Collection entries:

■ ■ ■ ■ ■

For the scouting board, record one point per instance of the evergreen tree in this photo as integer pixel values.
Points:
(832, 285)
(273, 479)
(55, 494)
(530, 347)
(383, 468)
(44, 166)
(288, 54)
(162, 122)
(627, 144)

■ ■ ■ ■ ■

PROBLEM DETAILS:
Every entry, from top to bottom, should be repeated word for word.

WRITTEN ANSWER:
For the scouting board, record one point per instance of the evergreen tree in this photo as integer pixel values.
Points:
(832, 285)
(273, 479)
(55, 494)
(530, 347)
(383, 468)
(44, 166)
(288, 54)
(162, 122)
(627, 144)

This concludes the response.